>> begin

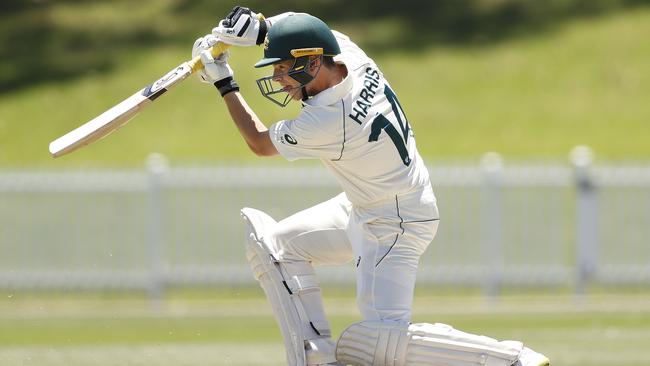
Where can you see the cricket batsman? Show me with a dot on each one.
(351, 120)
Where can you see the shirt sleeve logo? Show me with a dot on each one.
(289, 139)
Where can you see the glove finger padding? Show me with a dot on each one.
(241, 28)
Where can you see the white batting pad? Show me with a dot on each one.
(383, 344)
(294, 293)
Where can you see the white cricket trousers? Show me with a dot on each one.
(384, 240)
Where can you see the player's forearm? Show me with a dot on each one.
(250, 127)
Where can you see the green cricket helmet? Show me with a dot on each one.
(296, 37)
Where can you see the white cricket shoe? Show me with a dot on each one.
(528, 357)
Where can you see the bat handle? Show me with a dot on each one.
(216, 50)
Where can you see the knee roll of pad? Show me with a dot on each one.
(382, 344)
(294, 293)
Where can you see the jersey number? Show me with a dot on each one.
(382, 123)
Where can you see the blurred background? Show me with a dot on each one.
(531, 115)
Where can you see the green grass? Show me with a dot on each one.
(586, 81)
(234, 327)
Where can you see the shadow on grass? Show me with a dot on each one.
(35, 48)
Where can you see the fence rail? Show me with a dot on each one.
(501, 225)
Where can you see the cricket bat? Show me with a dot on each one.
(117, 116)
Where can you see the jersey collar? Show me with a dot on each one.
(332, 95)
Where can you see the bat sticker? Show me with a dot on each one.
(157, 89)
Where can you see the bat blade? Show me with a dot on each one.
(114, 118)
(117, 116)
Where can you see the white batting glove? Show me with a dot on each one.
(214, 70)
(242, 27)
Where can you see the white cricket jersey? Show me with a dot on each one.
(359, 131)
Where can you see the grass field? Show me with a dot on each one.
(583, 81)
(236, 327)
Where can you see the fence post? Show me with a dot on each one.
(586, 218)
(491, 224)
(157, 166)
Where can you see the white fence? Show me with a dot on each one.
(501, 225)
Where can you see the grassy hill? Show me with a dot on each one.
(584, 81)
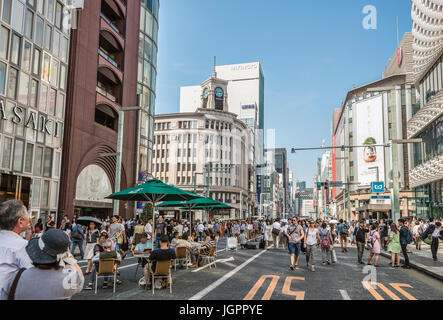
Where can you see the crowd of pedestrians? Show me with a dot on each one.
(30, 253)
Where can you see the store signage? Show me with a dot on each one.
(30, 119)
(377, 187)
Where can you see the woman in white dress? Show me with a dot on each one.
(268, 235)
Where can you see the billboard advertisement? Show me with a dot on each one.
(368, 131)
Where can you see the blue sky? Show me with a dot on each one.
(312, 53)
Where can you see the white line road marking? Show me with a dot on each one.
(128, 266)
(208, 289)
(345, 295)
(210, 264)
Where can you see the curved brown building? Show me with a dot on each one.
(102, 78)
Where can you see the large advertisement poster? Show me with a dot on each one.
(369, 131)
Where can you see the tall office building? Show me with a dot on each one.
(34, 62)
(104, 77)
(375, 114)
(426, 121)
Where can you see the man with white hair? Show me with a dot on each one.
(14, 219)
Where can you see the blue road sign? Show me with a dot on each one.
(377, 187)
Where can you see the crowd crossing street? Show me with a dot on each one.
(221, 159)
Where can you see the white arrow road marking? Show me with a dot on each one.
(210, 264)
(208, 289)
(345, 295)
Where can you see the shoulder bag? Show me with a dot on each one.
(11, 295)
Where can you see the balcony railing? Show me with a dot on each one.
(108, 58)
(110, 23)
(106, 94)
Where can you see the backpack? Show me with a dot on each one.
(76, 234)
(409, 237)
(325, 240)
(344, 231)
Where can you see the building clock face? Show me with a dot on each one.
(219, 92)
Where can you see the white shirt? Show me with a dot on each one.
(311, 237)
(276, 225)
(436, 232)
(148, 230)
(13, 257)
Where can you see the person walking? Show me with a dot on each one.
(92, 235)
(374, 238)
(326, 242)
(360, 240)
(343, 232)
(405, 239)
(312, 239)
(394, 246)
(417, 231)
(436, 235)
(295, 234)
(267, 233)
(14, 219)
(77, 236)
(276, 226)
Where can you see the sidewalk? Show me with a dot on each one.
(422, 260)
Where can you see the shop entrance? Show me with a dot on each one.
(15, 188)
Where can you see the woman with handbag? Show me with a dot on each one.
(326, 243)
(374, 239)
(312, 239)
(394, 246)
(268, 233)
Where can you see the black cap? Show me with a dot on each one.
(44, 250)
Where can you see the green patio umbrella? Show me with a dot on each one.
(153, 191)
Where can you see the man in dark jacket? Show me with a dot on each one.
(360, 239)
(404, 230)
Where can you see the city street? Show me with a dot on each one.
(264, 275)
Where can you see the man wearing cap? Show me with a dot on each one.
(14, 219)
(55, 274)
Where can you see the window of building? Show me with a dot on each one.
(29, 157)
(43, 97)
(23, 89)
(38, 32)
(18, 155)
(38, 161)
(7, 152)
(47, 164)
(48, 37)
(45, 193)
(29, 24)
(4, 40)
(2, 77)
(15, 49)
(18, 16)
(7, 6)
(36, 62)
(12, 83)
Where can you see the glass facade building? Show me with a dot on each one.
(34, 52)
(147, 75)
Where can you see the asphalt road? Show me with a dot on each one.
(264, 275)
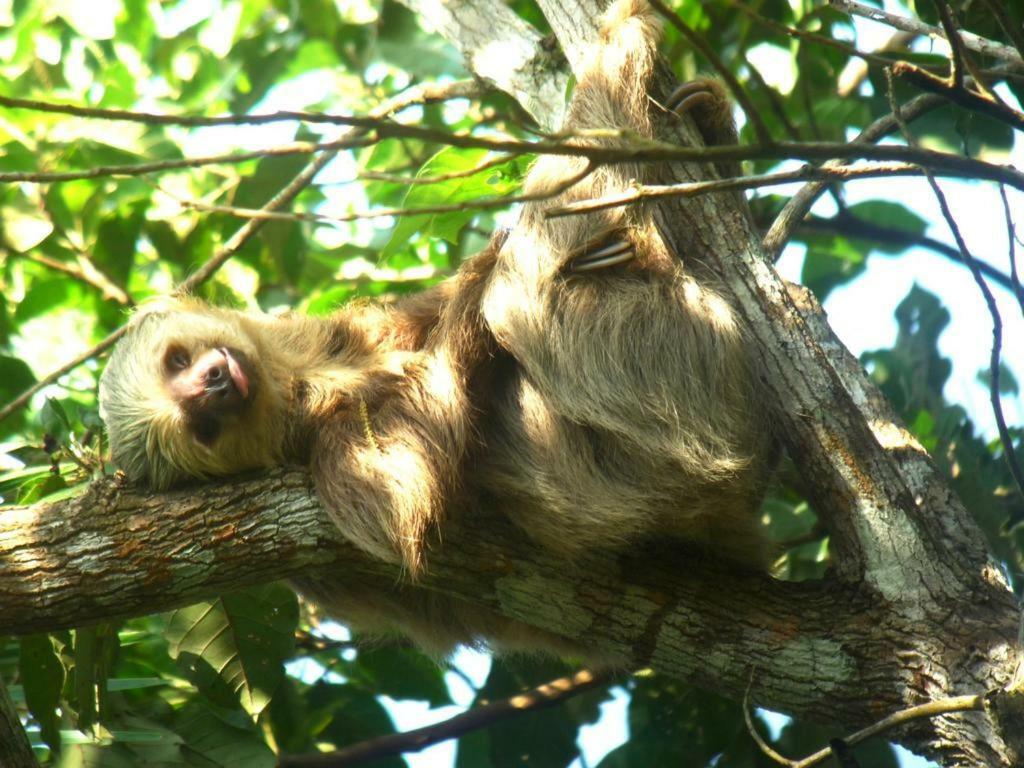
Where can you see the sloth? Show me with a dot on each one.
(576, 376)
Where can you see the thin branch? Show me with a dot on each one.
(1011, 30)
(974, 42)
(801, 203)
(827, 42)
(695, 40)
(966, 97)
(458, 89)
(855, 72)
(854, 226)
(84, 271)
(693, 188)
(142, 169)
(930, 710)
(1012, 248)
(485, 165)
(479, 204)
(540, 697)
(993, 385)
(960, 57)
(416, 94)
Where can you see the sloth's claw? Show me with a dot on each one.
(611, 255)
(688, 95)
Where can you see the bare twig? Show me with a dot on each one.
(1012, 31)
(84, 271)
(781, 229)
(602, 153)
(459, 89)
(693, 188)
(417, 94)
(781, 29)
(480, 204)
(543, 696)
(485, 165)
(930, 710)
(966, 97)
(855, 72)
(854, 226)
(1015, 282)
(974, 42)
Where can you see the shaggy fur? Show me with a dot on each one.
(595, 410)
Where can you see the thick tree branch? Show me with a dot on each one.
(117, 551)
(875, 637)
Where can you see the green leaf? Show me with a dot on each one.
(349, 716)
(221, 739)
(448, 225)
(832, 260)
(547, 737)
(238, 643)
(42, 678)
(401, 673)
(887, 213)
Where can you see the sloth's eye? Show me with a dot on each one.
(176, 359)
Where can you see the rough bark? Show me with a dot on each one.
(912, 611)
(504, 50)
(823, 650)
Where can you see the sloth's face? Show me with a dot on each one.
(184, 395)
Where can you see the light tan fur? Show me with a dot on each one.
(595, 411)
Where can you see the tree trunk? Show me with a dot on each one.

>> end

» The exercise
Copy out every record above word for word, leaving out the pictures.

» Complete answer
Where can you see the cricket batsman? Show me with a dot on each one.
(351, 120)
Where can you see the shirt sleeve logo? Show me with a dot on each one.
(289, 139)
Where can you see the glove finger padding? Show me with a dot on each one.
(241, 28)
Where can you see the white batting pad? Show me with a dot on each one.
(383, 344)
(294, 293)
Where can you see the white cricket trousers? Show me with a dot on each one.
(384, 240)
Where can you see the player's forearm? Show me with a dot on each one.
(250, 127)
Where can you see the green cricket helmet? Show me with a dot on each one.
(296, 37)
Where can you see the white cricket shoe? Show me with a dot on each one.
(528, 357)
Where can you see the bat handle? Show me with a dot on each one.
(216, 50)
Where can you see the knee roll of pad? Show me with a dot on each one.
(382, 344)
(294, 293)
Where can you see the jersey number? Show me with a dot on each one.
(382, 123)
Where can you see the blurred background? Show me with a dot on each one.
(531, 115)
Where can you see the green grass? Show me with a dot on each one.
(586, 81)
(234, 327)
Where can you see the shadow on grass? Show me with a dot on each one.
(35, 48)
Where can you see the fence rail? Show me with a dot on each one.
(501, 225)
Where can you see the cricket bat? Show me with a dot on each one.
(117, 116)
Where can you see the jersey collar? Show me with a dot on each one.
(332, 95)
Where can you see the bat sticker? Show me with a dot on each one.
(157, 89)
Where can you see the bat blade? Show me with a dot on each one.
(114, 118)
(117, 116)
Where can you see the white batting glove? Show me with a dot on each one.
(214, 70)
(242, 27)
Where can you see the white cricket jersey? Show me with a dot on each one.
(359, 131)
Where can you see the grass field? Show me with a dot on each one.
(583, 81)
(236, 327)
Where can you see the fence post? Show me with a dot on each one.
(586, 218)
(491, 224)
(157, 166)
Where can you see the white fence? Show me with a dot on each one.
(501, 225)
Where can you see the grassy hill? Show me with a dot on each one.
(584, 81)
Where can you see the crowd of pedestrians? Show me with a dot on each one.
(30, 253)
Where can you see the store signage? Show me with a dot on each one.
(30, 119)
(377, 187)
Where can you see the woman in white dress? Show me with a dot on each one.
(268, 235)
Where can you see the billboard advertisement? Show me with a dot on each one.
(368, 131)
Where can you see the blue sky? Show me with a dot on each one.
(312, 53)
Where can you see the white line road marking? Show me with a dot on each one.
(128, 266)
(208, 289)
(345, 295)
(210, 264)
Where can you see the curved brown building? Show me with a dot on each one.
(102, 78)
Where can you see the large advertisement poster? Show me with a dot on each one.
(369, 131)
Where can you see the tall office building? Show me with a dot on each one.
(34, 62)
(104, 77)
(375, 114)
(426, 121)
Where can you see the man with white hair? Show me with a dot on each one.
(14, 219)
Where can you see the blue road sign? Show me with a dot on each one.
(377, 187)
Where can you see the crowd crossing street? Show me with a dot on each one.
(221, 159)
Where can you see the white arrow road marking? Show me with a dot on each one.
(210, 264)
(208, 289)
(345, 295)
Where can you see the shoulder bag? Show me with a dot on each one.
(11, 295)
Where can you see the balcony railing? Show me with a dot on each one.
(108, 58)
(110, 23)
(106, 94)
Where can you see the backpack? Show me with a dot on each one.
(76, 234)
(409, 237)
(325, 240)
(344, 231)
Where can you see the building clock face? Show me with a dot on each one.
(219, 92)
Where can you see the white shirt? Show me with a dot on each one.
(311, 237)
(276, 225)
(436, 232)
(148, 230)
(13, 257)
Where can you see the person walking? Show me with a dot on each one.
(92, 235)
(374, 238)
(326, 242)
(360, 240)
(343, 232)
(405, 239)
(312, 239)
(394, 246)
(417, 231)
(436, 235)
(295, 234)
(267, 233)
(14, 219)
(77, 236)
(276, 226)
Where can you see the sidewalk? Show me with a dot on each one.
(422, 260)
Where can you see the shop entrance? Show me with a dot on each one.
(15, 188)
Where can you see the woman with handbag? Show me with a dot on each one.
(326, 243)
(374, 239)
(312, 239)
(394, 246)
(268, 233)
Where can you see the black cap? Show me with a dot on each one.
(44, 250)
Where can you see the green patio umbrella? Show me with a dot on each one.
(153, 191)
Where can you see the man in dark jacket? Show me with a dot on each one.
(360, 239)
(404, 230)
Where can you see the city street? Show me with a dot on each one.
(264, 275)
Where can you see the man wearing cap? Show me with a dot on each one.
(14, 219)
(55, 274)
Where can you see the window of building? Show me with a dot on each one.
(29, 157)
(43, 97)
(23, 89)
(38, 32)
(18, 155)
(38, 161)
(7, 152)
(47, 164)
(48, 37)
(45, 193)
(29, 24)
(4, 40)
(2, 77)
(15, 49)
(18, 16)
(7, 6)
(36, 62)
(12, 83)
Where can you see the glass facade building? Show me with a dot on each one.
(34, 52)
(147, 75)
Where can you see the asphalt road? Show me with a dot on each one.
(264, 275)
Where can you see the sloth? Show me with a dot on each one.
(576, 376)
Where can you see the thin branch? Show me with a dot on each one.
(1011, 30)
(974, 42)
(801, 203)
(827, 42)
(695, 40)
(966, 97)
(458, 89)
(855, 72)
(854, 226)
(84, 271)
(693, 188)
(142, 169)
(930, 710)
(1012, 248)
(485, 165)
(479, 204)
(540, 697)
(993, 385)
(960, 57)
(416, 94)
Where can you see the sloth's claw? Show me with a dot on each one.
(611, 255)
(688, 95)
Where can you see the bare twig? Show me with a dot on each one.
(1012, 31)
(84, 271)
(781, 229)
(602, 153)
(459, 89)
(693, 188)
(417, 94)
(781, 29)
(480, 204)
(543, 696)
(485, 165)
(930, 710)
(966, 97)
(855, 72)
(854, 226)
(1015, 282)
(974, 42)
Where can you see the shaggy fur? Show me with a dot on each one.
(595, 410)
Where can you see the thick tree branch? Show me with a dot on each one.
(117, 551)
(875, 637)
Where can you see the green leaf? Show me with a dot on each one.
(349, 716)
(221, 739)
(448, 225)
(832, 260)
(547, 737)
(238, 643)
(42, 678)
(401, 673)
(887, 213)
Where can you see the sloth's eye? Show me with a dot on each one.
(176, 359)
Where can you see the rough bark? Show me with a dot on each one.
(912, 611)
(504, 50)
(823, 650)
Where can you see the sloth's face? Show me with a dot on each one.
(184, 395)
Where can you see the light tan fur? Show me with a dot on each one.
(595, 411)
Where can you see the tree trunk? Show me with a dot on each one.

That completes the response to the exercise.